◆ EXERCISES ◆
1. Could you quote the passage on the data processing apparatus word for word, starting at "The bus 6004" and ending at "the apparatus 6000."?
2. How would the passage on the data processing apparatus go on after its last sentence? Write the next part.
start DOCUMENT TEXT
Alternatively, the processor 6002 may be an integrated circuit chip and has a signal processing capability. For example, the processor may be the chip shown in FIG. 6. In an implementation process, the steps of the data processing method in embodiments of this application may be completed by using a hardware integrated logic circuit in the processor 6002 or instructions in a form of software.

The foregoing processor 6002 may alternatively be a general-purpose processor, a DSP, an ASIC, an FPGA or another programmable logic device, a discrete gate or transistor logic device, or a discrete hardware component. It may implement or perform the methods, the steps, and logical block diagrams that are disclosed in embodiments of this application. The general-purpose processor may be a microprocessor, or the processor may be any conventional processor or the like. Steps of the methods disclosed with reference to embodiments of this application may be directly executed and accomplished by using a hardware decoding processor, or may be executed and accomplished by using a combination of hardware and software modules in the decoding processor. A software module may be located in a mature storage medium in the art, such as a random access memory, a flash memory, a read-only memory, a programmable read-only memory, an electrically erasable programmable memory, or a register. The storage medium is located in the memory 6001. The processor 6002 reads information in the memory 6001, and completes, in combination with hardware of the processor, a function that needs to be performed by a unit included in the data processing apparatus in embodiments of this application, or performs the data processing method in the method embodiments of this application.

The communication interface 6003 uses a transceiver apparatus, for example, but not limited to, a transceiver, to implement communication between the apparatus 6000 and another device or a communication network. For example, to-be-processed data may be obtained through the communication interface 6003.

The bus 6004 may include a path for information transfer between various components (for example, the memory 6001, the processor 6002, and the communication interface 6003) of the apparatus 6000.
end DOCUMENT TEXT
start DATA LISTING
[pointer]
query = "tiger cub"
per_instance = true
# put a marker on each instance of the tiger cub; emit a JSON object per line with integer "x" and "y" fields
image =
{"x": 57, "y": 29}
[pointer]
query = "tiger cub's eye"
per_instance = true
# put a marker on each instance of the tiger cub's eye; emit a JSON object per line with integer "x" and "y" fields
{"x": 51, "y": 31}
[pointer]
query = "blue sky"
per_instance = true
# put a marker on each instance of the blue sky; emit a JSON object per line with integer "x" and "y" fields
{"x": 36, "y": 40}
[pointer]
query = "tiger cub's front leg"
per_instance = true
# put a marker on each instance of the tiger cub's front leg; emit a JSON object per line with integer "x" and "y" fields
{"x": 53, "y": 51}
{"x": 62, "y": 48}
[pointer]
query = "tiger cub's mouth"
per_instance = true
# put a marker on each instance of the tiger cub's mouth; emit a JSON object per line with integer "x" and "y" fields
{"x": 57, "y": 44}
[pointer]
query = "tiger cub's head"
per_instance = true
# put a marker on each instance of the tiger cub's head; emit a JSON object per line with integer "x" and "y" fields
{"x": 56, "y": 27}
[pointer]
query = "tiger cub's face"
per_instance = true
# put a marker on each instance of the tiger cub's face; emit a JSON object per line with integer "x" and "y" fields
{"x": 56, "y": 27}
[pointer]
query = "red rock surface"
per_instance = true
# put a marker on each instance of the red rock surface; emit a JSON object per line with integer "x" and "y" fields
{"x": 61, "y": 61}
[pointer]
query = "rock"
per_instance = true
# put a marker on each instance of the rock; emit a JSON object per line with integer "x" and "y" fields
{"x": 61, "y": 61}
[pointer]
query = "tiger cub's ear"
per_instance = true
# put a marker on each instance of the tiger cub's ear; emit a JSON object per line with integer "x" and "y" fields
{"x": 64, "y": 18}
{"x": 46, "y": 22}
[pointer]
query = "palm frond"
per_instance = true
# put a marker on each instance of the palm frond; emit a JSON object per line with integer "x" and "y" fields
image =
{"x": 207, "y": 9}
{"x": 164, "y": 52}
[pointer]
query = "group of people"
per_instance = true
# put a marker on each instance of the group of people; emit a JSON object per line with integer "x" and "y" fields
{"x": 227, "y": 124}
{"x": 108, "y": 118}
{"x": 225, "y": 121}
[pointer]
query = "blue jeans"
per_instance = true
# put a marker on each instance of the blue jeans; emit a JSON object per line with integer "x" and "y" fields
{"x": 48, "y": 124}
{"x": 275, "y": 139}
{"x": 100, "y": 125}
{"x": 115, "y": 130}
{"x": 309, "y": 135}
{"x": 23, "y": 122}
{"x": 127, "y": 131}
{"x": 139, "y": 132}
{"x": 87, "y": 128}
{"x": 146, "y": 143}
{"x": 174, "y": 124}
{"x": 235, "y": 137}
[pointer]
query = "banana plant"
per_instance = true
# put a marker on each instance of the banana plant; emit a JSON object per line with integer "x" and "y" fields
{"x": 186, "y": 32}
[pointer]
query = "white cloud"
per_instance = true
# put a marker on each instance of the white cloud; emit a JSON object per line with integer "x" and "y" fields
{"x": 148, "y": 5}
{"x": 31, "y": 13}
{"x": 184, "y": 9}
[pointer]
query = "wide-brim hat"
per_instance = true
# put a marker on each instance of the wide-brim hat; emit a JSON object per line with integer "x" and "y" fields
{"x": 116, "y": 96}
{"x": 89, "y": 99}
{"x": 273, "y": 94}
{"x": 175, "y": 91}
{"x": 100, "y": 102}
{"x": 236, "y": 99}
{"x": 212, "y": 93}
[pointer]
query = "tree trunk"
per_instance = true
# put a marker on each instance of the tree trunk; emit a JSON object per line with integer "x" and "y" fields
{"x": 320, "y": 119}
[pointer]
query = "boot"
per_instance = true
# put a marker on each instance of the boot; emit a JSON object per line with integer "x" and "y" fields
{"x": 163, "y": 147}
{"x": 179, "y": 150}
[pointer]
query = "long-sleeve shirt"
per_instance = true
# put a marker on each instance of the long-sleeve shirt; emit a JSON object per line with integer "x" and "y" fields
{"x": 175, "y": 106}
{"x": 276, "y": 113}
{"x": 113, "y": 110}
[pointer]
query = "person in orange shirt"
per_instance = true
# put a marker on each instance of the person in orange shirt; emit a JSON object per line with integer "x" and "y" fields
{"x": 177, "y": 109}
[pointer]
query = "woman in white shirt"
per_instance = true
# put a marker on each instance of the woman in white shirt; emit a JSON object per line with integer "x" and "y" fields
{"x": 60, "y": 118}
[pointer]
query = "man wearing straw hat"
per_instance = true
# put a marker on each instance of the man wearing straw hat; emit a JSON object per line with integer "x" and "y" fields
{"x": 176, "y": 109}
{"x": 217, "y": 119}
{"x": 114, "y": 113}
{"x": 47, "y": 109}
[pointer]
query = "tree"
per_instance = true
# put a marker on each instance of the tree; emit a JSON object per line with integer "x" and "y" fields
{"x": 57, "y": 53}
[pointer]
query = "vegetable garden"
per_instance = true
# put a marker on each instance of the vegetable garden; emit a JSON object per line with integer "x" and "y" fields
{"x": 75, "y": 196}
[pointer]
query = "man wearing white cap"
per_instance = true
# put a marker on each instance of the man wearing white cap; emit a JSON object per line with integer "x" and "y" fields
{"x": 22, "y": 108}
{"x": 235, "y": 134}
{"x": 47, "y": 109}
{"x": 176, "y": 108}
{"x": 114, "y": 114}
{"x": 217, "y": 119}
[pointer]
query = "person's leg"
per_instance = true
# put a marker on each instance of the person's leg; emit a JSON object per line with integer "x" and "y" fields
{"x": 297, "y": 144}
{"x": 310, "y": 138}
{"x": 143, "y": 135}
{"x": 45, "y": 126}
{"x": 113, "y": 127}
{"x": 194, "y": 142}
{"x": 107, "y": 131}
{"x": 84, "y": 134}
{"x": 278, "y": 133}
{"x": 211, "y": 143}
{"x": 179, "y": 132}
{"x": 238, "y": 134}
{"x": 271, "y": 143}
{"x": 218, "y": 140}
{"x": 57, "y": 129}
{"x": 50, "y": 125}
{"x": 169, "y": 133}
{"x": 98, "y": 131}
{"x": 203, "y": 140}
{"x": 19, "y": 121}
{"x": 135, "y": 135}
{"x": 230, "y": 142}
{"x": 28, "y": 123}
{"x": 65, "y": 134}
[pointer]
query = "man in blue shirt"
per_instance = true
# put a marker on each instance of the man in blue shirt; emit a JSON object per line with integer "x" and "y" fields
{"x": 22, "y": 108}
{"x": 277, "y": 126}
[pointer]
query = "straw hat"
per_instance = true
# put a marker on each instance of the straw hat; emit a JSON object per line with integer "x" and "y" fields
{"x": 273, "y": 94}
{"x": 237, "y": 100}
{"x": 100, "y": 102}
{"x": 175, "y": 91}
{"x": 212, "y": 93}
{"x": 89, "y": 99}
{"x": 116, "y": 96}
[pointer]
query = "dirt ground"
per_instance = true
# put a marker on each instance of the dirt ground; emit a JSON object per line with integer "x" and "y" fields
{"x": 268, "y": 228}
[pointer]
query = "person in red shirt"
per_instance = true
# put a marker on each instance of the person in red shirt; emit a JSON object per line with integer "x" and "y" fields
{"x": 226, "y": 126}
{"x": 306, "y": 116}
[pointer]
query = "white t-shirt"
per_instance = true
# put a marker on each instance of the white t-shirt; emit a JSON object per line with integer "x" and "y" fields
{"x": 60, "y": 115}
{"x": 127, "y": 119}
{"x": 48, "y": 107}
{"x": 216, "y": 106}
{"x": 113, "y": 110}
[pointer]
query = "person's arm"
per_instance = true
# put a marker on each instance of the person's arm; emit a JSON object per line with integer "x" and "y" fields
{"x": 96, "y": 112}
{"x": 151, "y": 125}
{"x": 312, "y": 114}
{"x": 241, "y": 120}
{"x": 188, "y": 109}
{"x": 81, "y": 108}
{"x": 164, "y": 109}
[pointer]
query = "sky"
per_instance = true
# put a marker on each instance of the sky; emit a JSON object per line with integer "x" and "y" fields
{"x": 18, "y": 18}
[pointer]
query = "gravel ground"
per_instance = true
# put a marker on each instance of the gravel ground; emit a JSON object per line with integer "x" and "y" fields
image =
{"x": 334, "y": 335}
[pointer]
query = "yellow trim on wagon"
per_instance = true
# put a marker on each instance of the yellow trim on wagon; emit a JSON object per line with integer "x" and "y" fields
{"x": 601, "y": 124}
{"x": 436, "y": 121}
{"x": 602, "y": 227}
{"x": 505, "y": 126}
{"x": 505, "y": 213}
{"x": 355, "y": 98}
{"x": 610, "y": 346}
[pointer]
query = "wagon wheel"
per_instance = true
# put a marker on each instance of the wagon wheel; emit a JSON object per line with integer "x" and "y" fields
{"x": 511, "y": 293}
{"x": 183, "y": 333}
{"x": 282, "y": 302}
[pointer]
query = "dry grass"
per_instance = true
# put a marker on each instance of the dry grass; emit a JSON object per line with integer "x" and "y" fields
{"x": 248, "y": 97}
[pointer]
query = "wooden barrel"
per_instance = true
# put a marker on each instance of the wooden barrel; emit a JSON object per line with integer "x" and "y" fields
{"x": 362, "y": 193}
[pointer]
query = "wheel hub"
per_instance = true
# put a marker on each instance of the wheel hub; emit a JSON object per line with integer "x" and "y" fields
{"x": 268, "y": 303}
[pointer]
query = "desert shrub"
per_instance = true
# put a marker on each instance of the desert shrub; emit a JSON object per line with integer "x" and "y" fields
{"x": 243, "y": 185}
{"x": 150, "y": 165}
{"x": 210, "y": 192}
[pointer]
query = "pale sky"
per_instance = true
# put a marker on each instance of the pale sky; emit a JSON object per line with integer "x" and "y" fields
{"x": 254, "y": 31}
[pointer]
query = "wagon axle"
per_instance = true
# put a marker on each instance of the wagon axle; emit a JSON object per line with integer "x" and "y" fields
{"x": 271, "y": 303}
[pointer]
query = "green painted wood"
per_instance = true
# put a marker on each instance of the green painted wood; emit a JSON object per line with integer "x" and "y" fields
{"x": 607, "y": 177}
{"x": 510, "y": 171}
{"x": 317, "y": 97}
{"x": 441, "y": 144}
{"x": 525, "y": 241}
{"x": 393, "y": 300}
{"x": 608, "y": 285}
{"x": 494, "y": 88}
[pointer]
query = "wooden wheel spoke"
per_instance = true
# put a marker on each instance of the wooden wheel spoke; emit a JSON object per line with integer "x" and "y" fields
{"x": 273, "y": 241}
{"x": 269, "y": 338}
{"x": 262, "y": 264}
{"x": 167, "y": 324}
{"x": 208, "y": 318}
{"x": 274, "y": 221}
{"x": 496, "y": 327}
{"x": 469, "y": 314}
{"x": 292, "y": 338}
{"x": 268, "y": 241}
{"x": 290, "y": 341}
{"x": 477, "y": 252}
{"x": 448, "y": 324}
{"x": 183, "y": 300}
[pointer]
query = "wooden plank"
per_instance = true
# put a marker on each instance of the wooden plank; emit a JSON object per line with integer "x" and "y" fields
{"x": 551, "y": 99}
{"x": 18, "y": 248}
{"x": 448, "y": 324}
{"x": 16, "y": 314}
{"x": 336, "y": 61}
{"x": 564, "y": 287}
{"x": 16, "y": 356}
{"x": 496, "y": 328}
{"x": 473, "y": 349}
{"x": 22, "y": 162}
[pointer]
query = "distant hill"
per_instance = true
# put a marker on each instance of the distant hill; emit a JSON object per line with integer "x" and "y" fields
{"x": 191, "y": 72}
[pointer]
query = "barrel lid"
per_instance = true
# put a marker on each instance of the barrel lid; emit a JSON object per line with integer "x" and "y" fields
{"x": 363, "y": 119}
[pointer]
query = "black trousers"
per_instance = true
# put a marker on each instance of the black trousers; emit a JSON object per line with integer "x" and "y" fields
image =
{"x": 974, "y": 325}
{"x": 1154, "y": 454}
end DATA LISTING
◆ TASK RESULTS ◆
1.
The bus 6004 may include a path for information transfer between various components (for example, the memory 6001, the processor 6002, and the communication interface 6003) of the apparatus 6000.

2.
It should be noted that, although only the memory, the processor, and the communication interface are shown in each of the apparatus 5000 and the apparatus 6000, in a specific implementation process, a person skilled in the art should understand that the apparatus 5000 and the apparatus 6000 each may further include another component necessary for normal running. In addition, according to a specific requirement, a person skilled in the art should understand that the apparatus 5000 and the apparatus 6000 may further include hardware components for implementing other additional functions. In addition, a person skilled in the art should understand that the apparatus 5000 and the apparatus 6000 may include only components necessary for implementing embodiments of this application, but not necessarily include all the components shown in FIG. 16 and FIG. 17.

It should be understood that, the processor in the embodiments of this application may be a central processing unit (CPU). The processor may be further another general-purpose processor, a digital signal processor (DSP), an application-specific integrated circuit (ASIC), a field programmable gate array (FPGA), or another programmable logic device, discrete gate or transistor logic device, discrete hardware component, or the like. The general-purpose processor may be a microprocessor, or the processor may be any conventional processor or the like.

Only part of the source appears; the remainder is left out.